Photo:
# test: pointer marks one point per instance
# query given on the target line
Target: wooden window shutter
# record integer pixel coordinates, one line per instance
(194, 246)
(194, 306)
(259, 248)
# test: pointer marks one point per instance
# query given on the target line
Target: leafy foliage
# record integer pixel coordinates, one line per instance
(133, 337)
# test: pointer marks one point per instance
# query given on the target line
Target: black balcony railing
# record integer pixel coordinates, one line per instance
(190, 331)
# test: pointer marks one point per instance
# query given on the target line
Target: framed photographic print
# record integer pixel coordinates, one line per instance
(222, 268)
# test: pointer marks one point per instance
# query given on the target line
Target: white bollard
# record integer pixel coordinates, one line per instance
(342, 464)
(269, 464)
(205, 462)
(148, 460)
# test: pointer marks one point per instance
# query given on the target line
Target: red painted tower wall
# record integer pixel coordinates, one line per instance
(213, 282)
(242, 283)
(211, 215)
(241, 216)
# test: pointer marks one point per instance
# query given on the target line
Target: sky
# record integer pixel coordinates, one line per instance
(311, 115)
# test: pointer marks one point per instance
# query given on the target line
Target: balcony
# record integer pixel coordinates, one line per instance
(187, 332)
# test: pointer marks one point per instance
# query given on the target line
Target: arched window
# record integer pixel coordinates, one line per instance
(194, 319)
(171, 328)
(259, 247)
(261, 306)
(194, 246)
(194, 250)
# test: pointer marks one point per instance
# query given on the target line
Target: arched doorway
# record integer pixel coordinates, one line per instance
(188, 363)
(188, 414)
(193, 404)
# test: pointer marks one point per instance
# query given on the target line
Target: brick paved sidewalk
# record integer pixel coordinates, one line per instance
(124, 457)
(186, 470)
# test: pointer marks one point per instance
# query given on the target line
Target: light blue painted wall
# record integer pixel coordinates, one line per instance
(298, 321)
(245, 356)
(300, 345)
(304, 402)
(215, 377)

- - - - -

**DESCRIPTION OF THE TASK**
Set all of the records down again, exactly as they stand.

**FINAL RESULT**
Photo:
# test: pointer marks one point per instance
# query given on the target line
Target: wooden window shutter
# record integer pixel coordinates, one line per instance
(194, 246)
(194, 306)
(259, 248)
# test: pointer marks one point per instance
# query given on the target line
Target: leafy foliage
# record integer pixel coordinates, one line per instance
(133, 337)
# test: pointer marks one point per instance
# query given on the target line
Target: black balcony railing
# record integer pixel coordinates, one line per instance
(190, 331)
# test: pointer marks one point per instance
# query given on the target line
Target: framed photographic print
# record integer pixel coordinates, one line per instance
(222, 268)
# test: pointer marks one point per instance
# query given on the target line
Target: white bollard
# record integer pixel coordinates, one line per instance
(342, 464)
(269, 464)
(205, 462)
(148, 460)
# test: pointer marks one point per instance
# query given on the target line
Target: red painted tower wall
# record integer pixel coordinates, one line per instance
(213, 282)
(242, 283)
(211, 215)
(241, 216)
# test: pointer marks one point per instance
# query given on the target line
Target: sky
# record integer pixel coordinates, one line per instance
(311, 115)
# test: pointer marks one point per instance
# query given on the target line
Target: balcony
# record integer pixel coordinates, one line per instance
(187, 332)
# test: pointer marks one point per instance
# query given on the target line
Target: arched window
# record integer pixel coordinates, one line per instance
(194, 319)
(171, 328)
(259, 247)
(261, 306)
(194, 246)
(194, 250)
# test: pointer marks one point per instance
# query given on the target line
Target: arched doorway
# record integer pixel coordinates, one line per instance
(188, 363)
(188, 414)
(193, 404)
# test: pointer marks one point per instance
# query given on the target line
Target: brick paved sidewalk
# record integer pixel coordinates, one line per instance
(124, 457)
(186, 470)
# test: pointer marks one point per instance
# query given on the target line
Target: light blue painted wall
# record integer pixel coordinates, one line per instance
(298, 321)
(245, 356)
(300, 345)
(304, 402)
(215, 377)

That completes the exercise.